++++ Task material ++++

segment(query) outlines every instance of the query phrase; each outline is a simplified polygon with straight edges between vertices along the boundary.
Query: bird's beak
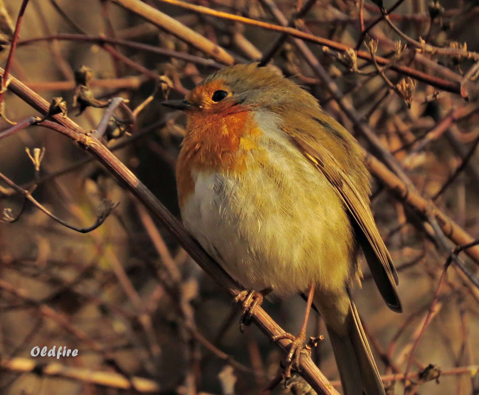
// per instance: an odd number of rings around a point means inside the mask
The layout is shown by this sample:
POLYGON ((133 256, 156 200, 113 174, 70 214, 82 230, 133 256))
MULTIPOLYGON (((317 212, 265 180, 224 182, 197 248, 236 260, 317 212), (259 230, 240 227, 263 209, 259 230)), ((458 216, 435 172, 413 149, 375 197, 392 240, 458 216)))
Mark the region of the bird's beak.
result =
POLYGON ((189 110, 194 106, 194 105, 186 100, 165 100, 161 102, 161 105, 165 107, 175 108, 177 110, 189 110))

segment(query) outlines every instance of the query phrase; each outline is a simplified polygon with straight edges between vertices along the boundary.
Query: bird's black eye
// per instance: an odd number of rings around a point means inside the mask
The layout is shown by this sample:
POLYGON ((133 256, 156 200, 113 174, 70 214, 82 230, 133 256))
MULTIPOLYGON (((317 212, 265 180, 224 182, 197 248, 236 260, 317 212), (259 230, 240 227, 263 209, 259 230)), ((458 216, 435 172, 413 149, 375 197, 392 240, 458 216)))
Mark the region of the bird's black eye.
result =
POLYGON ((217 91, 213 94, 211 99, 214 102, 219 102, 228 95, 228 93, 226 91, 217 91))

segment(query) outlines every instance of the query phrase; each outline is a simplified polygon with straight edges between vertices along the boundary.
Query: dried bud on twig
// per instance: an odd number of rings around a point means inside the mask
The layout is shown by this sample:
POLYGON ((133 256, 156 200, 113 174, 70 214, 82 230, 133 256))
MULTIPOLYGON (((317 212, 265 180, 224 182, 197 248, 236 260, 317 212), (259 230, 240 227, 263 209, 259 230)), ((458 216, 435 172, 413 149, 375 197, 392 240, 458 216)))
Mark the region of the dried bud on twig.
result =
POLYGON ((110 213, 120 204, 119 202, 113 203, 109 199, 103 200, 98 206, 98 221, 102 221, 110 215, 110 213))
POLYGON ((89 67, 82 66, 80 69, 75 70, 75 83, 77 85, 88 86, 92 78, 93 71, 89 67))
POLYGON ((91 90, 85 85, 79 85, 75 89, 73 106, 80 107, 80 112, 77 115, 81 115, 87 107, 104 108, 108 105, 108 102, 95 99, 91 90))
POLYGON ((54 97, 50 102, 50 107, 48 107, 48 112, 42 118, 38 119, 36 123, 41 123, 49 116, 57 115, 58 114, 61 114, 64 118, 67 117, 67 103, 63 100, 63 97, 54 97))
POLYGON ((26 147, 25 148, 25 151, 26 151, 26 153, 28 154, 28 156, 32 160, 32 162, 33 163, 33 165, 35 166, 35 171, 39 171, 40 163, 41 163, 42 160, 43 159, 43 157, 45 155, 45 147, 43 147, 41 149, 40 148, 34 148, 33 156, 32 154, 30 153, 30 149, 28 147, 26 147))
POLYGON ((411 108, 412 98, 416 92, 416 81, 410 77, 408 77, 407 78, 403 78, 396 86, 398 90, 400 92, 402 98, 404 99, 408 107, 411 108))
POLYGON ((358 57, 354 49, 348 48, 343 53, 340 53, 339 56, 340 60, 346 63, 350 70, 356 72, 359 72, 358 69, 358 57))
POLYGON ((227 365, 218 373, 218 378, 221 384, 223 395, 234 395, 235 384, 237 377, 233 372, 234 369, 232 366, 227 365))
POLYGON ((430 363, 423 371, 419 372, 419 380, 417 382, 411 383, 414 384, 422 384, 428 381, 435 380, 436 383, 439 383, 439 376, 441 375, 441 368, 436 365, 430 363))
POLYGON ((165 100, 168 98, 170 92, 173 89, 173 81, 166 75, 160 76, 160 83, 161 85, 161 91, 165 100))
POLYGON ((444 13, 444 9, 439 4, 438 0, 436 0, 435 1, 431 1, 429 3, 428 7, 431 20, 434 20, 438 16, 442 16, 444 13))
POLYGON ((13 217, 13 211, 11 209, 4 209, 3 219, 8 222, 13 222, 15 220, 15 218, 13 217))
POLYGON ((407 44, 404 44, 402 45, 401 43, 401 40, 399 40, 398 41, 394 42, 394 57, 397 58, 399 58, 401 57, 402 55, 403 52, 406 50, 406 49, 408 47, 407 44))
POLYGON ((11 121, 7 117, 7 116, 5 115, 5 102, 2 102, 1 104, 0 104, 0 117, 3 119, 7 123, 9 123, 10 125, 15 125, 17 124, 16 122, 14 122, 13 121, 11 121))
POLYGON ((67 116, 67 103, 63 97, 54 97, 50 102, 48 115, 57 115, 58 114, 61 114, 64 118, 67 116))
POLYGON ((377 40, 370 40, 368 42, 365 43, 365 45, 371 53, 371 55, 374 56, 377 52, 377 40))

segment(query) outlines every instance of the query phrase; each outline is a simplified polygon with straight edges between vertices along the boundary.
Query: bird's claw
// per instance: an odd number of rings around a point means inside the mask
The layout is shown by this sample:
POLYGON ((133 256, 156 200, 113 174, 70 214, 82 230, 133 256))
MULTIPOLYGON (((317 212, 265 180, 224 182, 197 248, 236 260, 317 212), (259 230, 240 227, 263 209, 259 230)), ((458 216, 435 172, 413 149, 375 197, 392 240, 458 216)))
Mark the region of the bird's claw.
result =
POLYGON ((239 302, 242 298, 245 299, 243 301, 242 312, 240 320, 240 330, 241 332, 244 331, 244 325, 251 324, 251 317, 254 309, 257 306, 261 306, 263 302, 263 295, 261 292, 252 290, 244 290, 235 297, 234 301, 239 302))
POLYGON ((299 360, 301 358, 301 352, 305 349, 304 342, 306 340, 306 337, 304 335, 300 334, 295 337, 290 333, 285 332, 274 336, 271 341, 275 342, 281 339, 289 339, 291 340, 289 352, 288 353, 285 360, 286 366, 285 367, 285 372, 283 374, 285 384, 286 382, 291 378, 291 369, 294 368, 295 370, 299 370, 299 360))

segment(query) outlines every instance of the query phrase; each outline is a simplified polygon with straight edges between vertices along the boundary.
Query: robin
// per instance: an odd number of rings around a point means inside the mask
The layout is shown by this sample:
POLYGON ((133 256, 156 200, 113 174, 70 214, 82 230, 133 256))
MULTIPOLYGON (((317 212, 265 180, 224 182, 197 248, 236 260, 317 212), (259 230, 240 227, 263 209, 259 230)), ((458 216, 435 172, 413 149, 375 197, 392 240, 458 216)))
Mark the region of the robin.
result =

++++

• **What is expected**: Pictures don't belong in the copy. Restate all the entries exactly.

• **Response below**:
segment(query) outlines every instance of the query phrase; each outline is a simplified polygon with straight edges between vertices along the boundary.
Query: bird's beak
// per instance: an odd number of rings around a point means inside the mask
The layout is shown by this sample:
POLYGON ((133 256, 156 200, 113 174, 70 214, 82 230, 133 256))
MULTIPOLYGON (((317 212, 265 180, 224 182, 197 248, 236 260, 317 212), (259 230, 240 227, 263 209, 259 230)), ((458 216, 435 172, 413 149, 375 197, 392 240, 458 216)))
Mark the region of the bird's beak.
result =
POLYGON ((189 110, 194 106, 194 105, 186 100, 165 100, 161 102, 161 105, 165 107, 175 108, 177 110, 189 110))

segment(query) outlines every instance of the query phrase; each outline is a simplified polygon with straight edges between vertices along the boundary.
Query: bird's black eye
// per instance: an odd number of rings around a point means inside the mask
The layout is shown by this sample:
POLYGON ((133 256, 156 200, 113 174, 70 214, 82 230, 133 256))
MULTIPOLYGON (((317 212, 265 180, 224 182, 197 248, 236 260, 317 212), (259 230, 240 227, 263 209, 259 230)), ((458 216, 435 172, 413 149, 375 197, 392 240, 458 216)))
Mark the region of the bird's black eye.
result =
POLYGON ((217 91, 213 94, 211 99, 214 102, 219 102, 228 95, 228 93, 226 91, 217 91))

segment(query) outlines every instance of the query phrase; each outline is a simplified polygon with straight edges between vertices along the boundary.
Query: dried bud on twig
// per instance: an odd number of rings around a point means inside the mask
The layout is shown by this sample:
POLYGON ((133 256, 156 200, 113 174, 70 214, 82 230, 133 256))
MULTIPOLYGON (((317 212, 265 180, 224 182, 197 248, 236 260, 317 212), (259 230, 240 227, 263 209, 259 230)), ((458 216, 435 172, 413 149, 375 197, 392 240, 458 216)))
Mark the region of the dried bud on twig.
result =
POLYGON ((110 213, 120 204, 119 202, 113 203, 109 199, 103 200, 98 206, 98 221, 102 221, 110 215, 110 213))
POLYGON ((89 67, 82 66, 80 69, 75 70, 75 83, 77 85, 88 86, 92 78, 93 71, 89 67))
POLYGON ((91 90, 85 85, 79 85, 75 89, 73 106, 80 107, 80 112, 77 115, 81 115, 87 107, 104 108, 108 105, 108 102, 95 99, 91 90))
POLYGON ((54 97, 50 102, 50 107, 48 107, 48 112, 42 118, 38 119, 36 123, 41 123, 49 116, 57 115, 58 114, 61 114, 64 118, 67 117, 67 103, 63 100, 63 97, 54 97))
POLYGON ((26 147, 25 148, 25 151, 26 151, 26 153, 28 154, 28 156, 32 160, 32 162, 33 163, 33 165, 35 166, 35 171, 39 171, 40 163, 41 163, 42 160, 43 159, 43 157, 45 155, 45 147, 43 147, 41 149, 40 148, 34 148, 33 156, 32 154, 30 153, 30 149, 28 147, 26 147))
POLYGON ((411 108, 412 98, 416 92, 416 81, 410 77, 408 77, 407 78, 403 78, 396 86, 398 90, 400 92, 402 98, 404 99, 408 107, 411 108))
POLYGON ((358 57, 354 49, 348 48, 343 53, 340 53, 339 56, 340 60, 346 63, 350 70, 356 72, 359 72, 358 69, 358 57))
POLYGON ((227 365, 218 373, 218 378, 221 384, 223 395, 234 395, 235 384, 237 377, 233 372, 234 369, 232 366, 227 365))
POLYGON ((430 363, 423 371, 419 372, 419 380, 417 382, 411 383, 414 384, 422 384, 428 381, 435 380, 436 383, 439 383, 439 376, 441 375, 441 368, 436 365, 430 363))
POLYGON ((165 100, 168 98, 170 92, 173 89, 173 81, 166 75, 160 76, 160 83, 161 85, 161 91, 165 100))
POLYGON ((444 13, 444 9, 439 4, 438 0, 436 0, 435 1, 431 1, 429 3, 428 7, 431 20, 434 20, 438 16, 442 16, 444 13))
POLYGON ((13 217, 13 211, 11 209, 4 209, 3 219, 8 222, 13 222, 15 220, 15 218, 13 217))
POLYGON ((407 44, 404 44, 402 45, 401 43, 401 40, 399 40, 398 41, 394 42, 394 57, 397 58, 399 58, 401 57, 402 55, 403 52, 406 50, 406 49, 408 47, 407 44))
POLYGON ((11 121, 7 117, 7 116, 5 115, 5 102, 2 102, 1 104, 0 104, 0 117, 3 119, 7 123, 9 123, 10 125, 15 125, 17 124, 16 122, 14 122, 13 121, 11 121))
POLYGON ((67 116, 67 103, 63 97, 54 97, 50 102, 48 115, 57 115, 58 114, 61 114, 64 118, 67 116))
POLYGON ((377 40, 370 40, 368 42, 365 43, 365 45, 371 53, 371 55, 374 56, 377 52, 377 40))

segment(query) outlines every instance of the query phrase; each outline is a simplified polygon with straight edges between vertices along the boundary.
Query: bird's claw
// per instance: an odd number of rings around a point means inside the mask
The layout is shown by this sample:
POLYGON ((133 256, 156 200, 113 174, 70 214, 82 230, 133 256))
MULTIPOLYGON (((317 212, 265 180, 224 182, 197 248, 236 260, 317 212), (259 230, 240 227, 263 209, 259 230)), ((458 216, 435 172, 413 149, 375 197, 392 240, 458 216)))
Mark the region of the bird's claw.
result =
POLYGON ((239 302, 242 298, 245 299, 243 301, 242 312, 240 320, 240 330, 241 332, 244 331, 244 325, 251 324, 251 317, 254 309, 257 306, 261 306, 263 302, 263 295, 261 292, 252 290, 244 290, 235 297, 234 301, 239 302))
POLYGON ((299 360, 301 358, 301 352, 305 349, 304 342, 306 340, 306 337, 304 335, 300 334, 295 337, 290 333, 285 332, 274 336, 271 341, 275 342, 281 339, 289 339, 291 340, 289 352, 288 353, 285 360, 286 366, 285 367, 285 372, 283 374, 285 384, 286 382, 291 378, 291 369, 294 368, 295 370, 299 370, 299 360))

segment(query) outlines every instance of the query phrase; each outline is a simplified polygon with straight edges between vertices along the boundary.
Query: robin
// per instance: an odd number of rings around a point means inside the mask
The layout is shown by this sample:
POLYGON ((133 256, 156 200, 113 174, 70 214, 82 230, 133 256))
MULTIPOLYGON (((317 212, 265 180, 224 182, 197 248, 236 260, 317 212), (259 230, 240 227, 263 209, 259 230)), ((458 216, 435 172, 413 149, 375 197, 392 240, 458 216)))
Mark the region of the robin.
result =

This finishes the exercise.